### Exercise details
Look in the data below for the line that contains "Could you spot the green". Copy that line and the remaining lines exactly.

-- Supplied information follows --

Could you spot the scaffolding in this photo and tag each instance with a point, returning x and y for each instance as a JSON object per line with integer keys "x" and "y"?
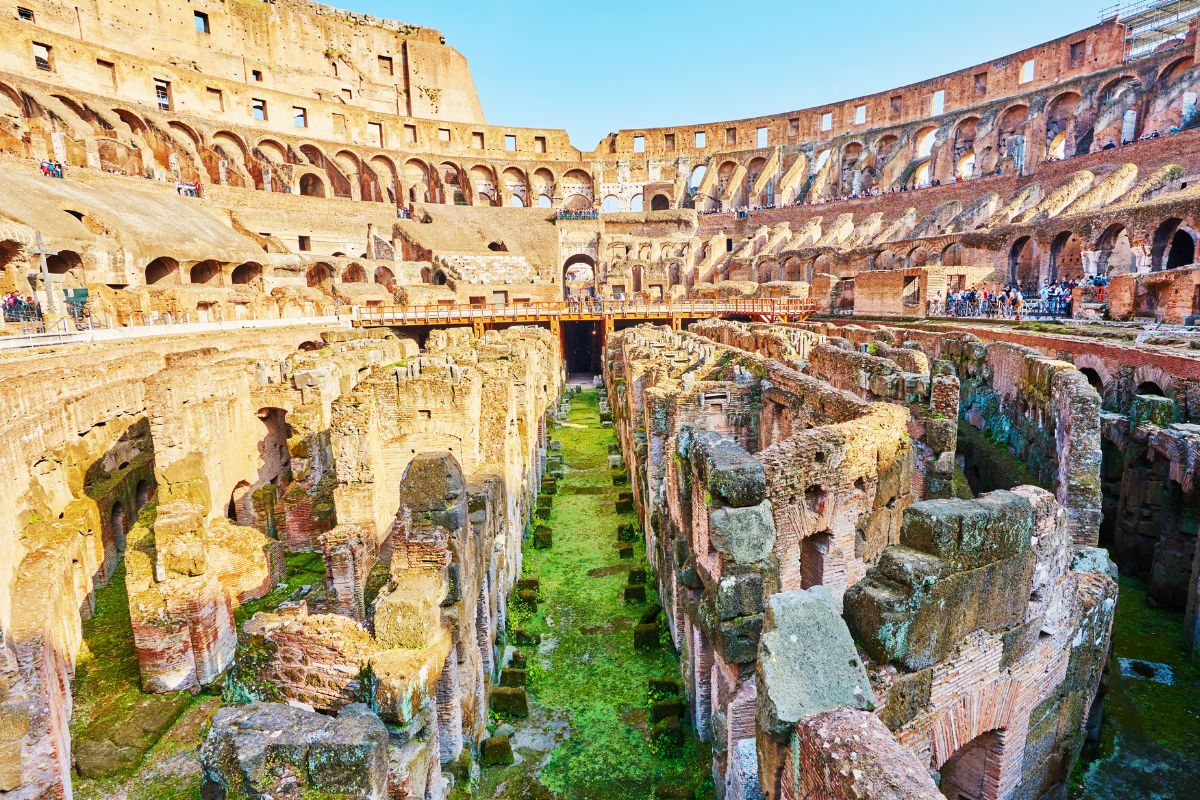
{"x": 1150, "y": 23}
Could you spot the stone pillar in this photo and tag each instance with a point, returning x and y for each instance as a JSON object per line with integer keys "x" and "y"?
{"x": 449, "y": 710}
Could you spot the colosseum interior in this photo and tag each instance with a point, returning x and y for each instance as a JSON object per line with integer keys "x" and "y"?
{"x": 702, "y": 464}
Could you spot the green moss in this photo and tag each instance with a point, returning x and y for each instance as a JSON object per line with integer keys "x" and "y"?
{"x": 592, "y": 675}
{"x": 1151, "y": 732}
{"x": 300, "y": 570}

-- Supplied information concluded --

### Output of the exercise
Could you spot the green moss in this photo and tag each instance with a point, returning x and y for each instance as a JSON object per line with integer keys "x" and "y"?
{"x": 592, "y": 675}
{"x": 1151, "y": 732}
{"x": 300, "y": 570}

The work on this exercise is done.